**SHORT EXERCISE:** Can you edit the lines from the one with "Task: Indicate the gravel" to the one with "(1144, 461)", replacing "photo" with "image", leaving everything else unchanged and giving back only those lines?
───── INPUT DATA ─────
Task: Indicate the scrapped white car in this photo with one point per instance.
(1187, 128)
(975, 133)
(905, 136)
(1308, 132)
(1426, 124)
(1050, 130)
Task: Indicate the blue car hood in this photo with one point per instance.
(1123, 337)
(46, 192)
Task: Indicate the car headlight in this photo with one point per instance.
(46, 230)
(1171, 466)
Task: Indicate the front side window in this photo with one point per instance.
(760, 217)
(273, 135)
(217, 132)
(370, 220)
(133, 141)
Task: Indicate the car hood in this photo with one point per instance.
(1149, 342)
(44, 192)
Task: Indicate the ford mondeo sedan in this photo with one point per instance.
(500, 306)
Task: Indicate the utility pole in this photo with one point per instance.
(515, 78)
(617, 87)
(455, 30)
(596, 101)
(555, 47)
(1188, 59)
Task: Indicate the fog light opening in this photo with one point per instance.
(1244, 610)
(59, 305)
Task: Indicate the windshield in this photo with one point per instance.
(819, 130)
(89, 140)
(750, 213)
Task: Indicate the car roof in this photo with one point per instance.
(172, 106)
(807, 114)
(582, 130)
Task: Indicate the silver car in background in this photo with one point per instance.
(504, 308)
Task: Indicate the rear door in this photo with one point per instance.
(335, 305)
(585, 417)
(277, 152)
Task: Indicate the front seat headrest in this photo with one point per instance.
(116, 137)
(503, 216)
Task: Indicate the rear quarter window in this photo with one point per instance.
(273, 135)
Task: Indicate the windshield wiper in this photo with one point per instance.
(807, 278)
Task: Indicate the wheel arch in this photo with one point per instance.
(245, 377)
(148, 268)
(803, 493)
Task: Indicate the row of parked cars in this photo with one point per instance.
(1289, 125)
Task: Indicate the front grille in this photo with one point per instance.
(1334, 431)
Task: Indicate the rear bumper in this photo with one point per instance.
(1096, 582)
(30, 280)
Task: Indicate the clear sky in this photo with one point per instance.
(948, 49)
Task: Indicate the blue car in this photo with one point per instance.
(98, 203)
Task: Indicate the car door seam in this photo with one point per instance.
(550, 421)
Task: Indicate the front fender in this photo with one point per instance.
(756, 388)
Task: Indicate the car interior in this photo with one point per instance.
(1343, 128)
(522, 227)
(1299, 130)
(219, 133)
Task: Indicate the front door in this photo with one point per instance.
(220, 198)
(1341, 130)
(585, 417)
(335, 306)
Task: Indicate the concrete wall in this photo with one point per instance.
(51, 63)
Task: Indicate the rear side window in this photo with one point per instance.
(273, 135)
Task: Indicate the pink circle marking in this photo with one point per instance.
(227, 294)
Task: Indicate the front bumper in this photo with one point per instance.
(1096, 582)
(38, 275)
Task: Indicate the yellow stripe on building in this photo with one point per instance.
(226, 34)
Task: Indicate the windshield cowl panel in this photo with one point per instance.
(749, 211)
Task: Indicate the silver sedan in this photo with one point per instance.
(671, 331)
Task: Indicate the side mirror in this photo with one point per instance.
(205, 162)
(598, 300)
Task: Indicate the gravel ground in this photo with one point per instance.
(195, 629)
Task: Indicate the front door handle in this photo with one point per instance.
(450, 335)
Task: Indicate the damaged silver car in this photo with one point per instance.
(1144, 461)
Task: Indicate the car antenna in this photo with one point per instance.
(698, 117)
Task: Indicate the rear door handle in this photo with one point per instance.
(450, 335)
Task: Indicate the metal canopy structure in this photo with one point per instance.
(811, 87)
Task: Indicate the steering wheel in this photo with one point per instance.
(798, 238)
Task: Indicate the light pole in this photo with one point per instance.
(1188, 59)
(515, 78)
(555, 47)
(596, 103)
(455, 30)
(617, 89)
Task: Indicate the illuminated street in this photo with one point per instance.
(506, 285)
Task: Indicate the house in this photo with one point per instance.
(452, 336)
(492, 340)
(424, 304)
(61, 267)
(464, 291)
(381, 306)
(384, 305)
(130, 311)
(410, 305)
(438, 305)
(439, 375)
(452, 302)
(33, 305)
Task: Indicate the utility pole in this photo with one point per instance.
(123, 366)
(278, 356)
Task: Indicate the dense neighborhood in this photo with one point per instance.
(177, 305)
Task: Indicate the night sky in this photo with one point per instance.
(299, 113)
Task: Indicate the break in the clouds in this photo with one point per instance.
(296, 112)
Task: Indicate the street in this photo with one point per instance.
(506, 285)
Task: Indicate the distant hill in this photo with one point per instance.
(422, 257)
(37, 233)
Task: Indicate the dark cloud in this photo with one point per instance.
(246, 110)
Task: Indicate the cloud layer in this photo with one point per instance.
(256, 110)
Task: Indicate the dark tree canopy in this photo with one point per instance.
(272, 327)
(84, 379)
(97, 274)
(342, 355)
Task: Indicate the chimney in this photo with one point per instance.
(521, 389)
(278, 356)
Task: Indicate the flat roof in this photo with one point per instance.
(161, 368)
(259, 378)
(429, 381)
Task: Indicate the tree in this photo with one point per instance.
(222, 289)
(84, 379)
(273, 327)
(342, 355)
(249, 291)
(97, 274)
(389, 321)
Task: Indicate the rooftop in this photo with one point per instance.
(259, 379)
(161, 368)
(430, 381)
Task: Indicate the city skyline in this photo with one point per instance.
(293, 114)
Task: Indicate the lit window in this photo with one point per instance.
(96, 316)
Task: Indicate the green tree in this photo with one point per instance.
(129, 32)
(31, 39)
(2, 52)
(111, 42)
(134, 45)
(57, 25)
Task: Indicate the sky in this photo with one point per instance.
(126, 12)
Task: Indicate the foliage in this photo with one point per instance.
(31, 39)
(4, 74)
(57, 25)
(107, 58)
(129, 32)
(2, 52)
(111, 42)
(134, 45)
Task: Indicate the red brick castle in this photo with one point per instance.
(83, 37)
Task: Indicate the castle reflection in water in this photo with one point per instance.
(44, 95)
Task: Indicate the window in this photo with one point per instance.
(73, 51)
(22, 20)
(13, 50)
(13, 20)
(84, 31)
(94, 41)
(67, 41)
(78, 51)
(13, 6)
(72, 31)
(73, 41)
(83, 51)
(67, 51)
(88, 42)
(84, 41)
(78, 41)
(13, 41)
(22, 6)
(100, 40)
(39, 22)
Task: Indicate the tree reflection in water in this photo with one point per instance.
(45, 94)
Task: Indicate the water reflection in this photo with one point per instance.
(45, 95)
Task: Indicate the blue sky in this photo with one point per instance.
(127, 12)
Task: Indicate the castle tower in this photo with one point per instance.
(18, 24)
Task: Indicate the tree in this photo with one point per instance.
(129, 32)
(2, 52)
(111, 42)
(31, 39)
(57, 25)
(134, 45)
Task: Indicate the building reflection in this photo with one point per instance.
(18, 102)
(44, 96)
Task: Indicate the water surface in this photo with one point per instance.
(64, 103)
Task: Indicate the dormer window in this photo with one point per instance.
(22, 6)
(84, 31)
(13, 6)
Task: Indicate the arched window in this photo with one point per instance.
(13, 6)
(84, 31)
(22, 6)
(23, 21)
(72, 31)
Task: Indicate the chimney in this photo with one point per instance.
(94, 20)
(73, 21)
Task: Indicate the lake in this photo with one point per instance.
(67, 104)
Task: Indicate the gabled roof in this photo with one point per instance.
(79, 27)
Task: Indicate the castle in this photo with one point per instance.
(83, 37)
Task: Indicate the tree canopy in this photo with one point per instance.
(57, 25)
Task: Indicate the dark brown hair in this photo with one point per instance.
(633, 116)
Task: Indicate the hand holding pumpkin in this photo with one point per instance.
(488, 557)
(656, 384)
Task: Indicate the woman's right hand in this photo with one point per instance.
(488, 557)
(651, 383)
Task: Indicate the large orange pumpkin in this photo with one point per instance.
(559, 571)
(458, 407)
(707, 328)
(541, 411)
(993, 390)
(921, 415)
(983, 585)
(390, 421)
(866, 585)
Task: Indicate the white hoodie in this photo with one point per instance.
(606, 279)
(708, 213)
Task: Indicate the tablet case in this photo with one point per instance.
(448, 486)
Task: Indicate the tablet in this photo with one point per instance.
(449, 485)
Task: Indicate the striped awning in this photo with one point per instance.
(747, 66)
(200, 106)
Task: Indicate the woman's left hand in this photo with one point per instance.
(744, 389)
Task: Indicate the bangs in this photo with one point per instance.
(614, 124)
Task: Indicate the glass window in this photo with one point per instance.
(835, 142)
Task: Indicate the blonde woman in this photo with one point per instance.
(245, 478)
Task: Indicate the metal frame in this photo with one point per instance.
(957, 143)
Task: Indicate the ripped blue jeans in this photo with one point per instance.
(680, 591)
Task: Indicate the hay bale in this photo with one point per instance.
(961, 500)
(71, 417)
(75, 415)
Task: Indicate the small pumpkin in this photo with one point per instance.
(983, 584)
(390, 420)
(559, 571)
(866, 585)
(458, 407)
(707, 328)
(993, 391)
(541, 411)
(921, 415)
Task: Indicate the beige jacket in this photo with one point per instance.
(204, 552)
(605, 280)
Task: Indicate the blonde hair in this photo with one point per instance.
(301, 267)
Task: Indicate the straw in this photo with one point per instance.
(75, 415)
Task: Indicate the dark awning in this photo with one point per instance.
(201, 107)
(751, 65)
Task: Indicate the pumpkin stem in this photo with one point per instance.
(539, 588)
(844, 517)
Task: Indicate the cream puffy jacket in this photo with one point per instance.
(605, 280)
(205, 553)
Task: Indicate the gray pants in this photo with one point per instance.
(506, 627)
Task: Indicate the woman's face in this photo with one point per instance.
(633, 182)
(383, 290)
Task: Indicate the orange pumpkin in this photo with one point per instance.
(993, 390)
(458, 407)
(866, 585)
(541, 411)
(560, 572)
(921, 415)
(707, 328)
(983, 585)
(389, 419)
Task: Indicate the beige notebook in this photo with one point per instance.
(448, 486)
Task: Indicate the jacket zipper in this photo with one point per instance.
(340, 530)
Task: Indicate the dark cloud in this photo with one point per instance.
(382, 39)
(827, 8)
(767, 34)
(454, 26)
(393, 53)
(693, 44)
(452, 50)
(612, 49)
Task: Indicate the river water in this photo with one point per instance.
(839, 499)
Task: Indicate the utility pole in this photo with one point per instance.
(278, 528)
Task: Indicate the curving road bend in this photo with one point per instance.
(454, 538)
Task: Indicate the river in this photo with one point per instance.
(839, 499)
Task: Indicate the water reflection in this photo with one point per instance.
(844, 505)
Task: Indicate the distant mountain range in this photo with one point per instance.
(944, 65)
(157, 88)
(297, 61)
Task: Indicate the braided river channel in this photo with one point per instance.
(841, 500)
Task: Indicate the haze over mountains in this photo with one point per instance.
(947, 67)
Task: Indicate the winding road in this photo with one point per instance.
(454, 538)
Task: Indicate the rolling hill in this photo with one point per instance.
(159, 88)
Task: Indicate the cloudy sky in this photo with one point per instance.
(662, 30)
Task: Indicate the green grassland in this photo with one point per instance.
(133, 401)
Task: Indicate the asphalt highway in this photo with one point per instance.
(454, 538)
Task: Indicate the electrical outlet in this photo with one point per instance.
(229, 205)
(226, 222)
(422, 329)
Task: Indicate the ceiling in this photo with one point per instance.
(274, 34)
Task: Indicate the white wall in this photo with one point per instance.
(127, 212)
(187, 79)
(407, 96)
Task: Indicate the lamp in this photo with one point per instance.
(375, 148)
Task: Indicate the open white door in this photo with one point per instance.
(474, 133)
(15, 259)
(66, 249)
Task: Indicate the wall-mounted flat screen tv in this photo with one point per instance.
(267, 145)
─────
**CORRECT OUTPUT:**
Task: Indicate the gravel ground in this image with one point per instance.
(195, 629)
Task: Indicate the front door handle in this image with one point per instance.
(450, 335)
Task: Indicate the damaged silver car in this image with one point per instance.
(1144, 461)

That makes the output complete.